[Work required]
Please express the lines below as a JSON list of strings with one string per line, omitting blank lines and leaving the pictures out.

[Annotation records]
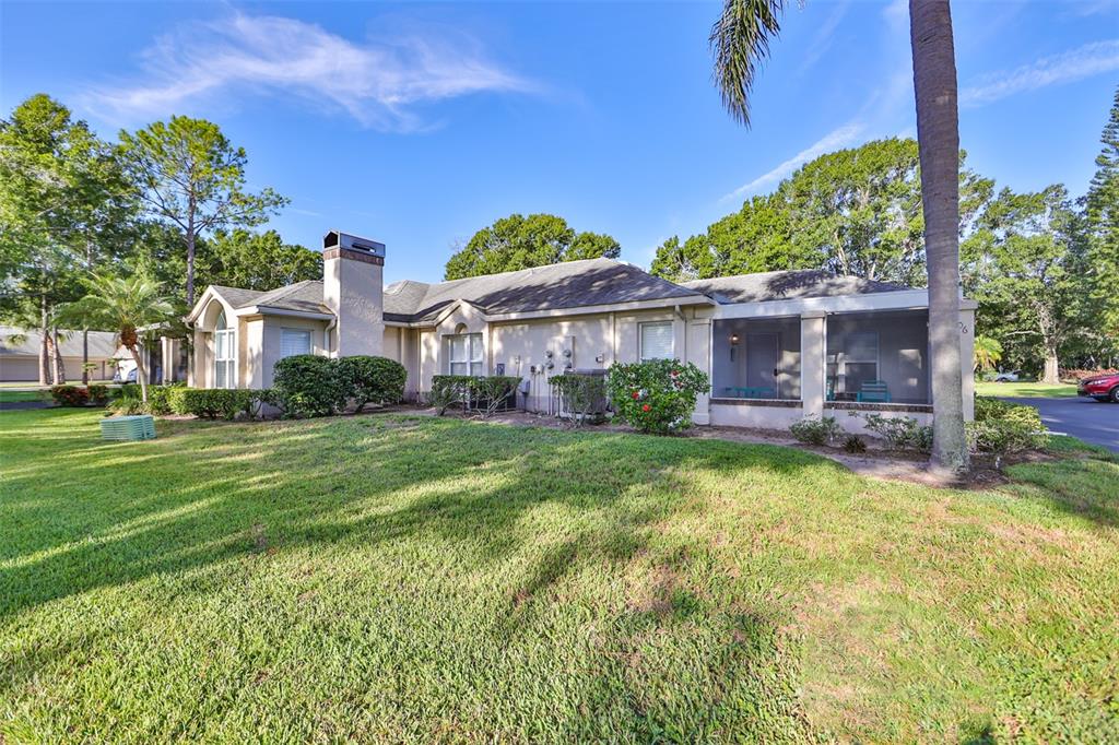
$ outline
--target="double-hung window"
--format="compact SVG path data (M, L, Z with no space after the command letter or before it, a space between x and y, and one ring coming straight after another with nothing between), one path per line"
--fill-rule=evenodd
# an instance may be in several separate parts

[Solution for this exercise]
[
  "$ outline",
  "--target=\"double-hung window\"",
  "--format=\"compact SVG path data (M, L, Z with no space after the command letter or before it, a space between x and y, and one ring coming straight after another with nothing between), one path per line\"",
  "--fill-rule=evenodd",
  "# an instance may be in several separate parts"
]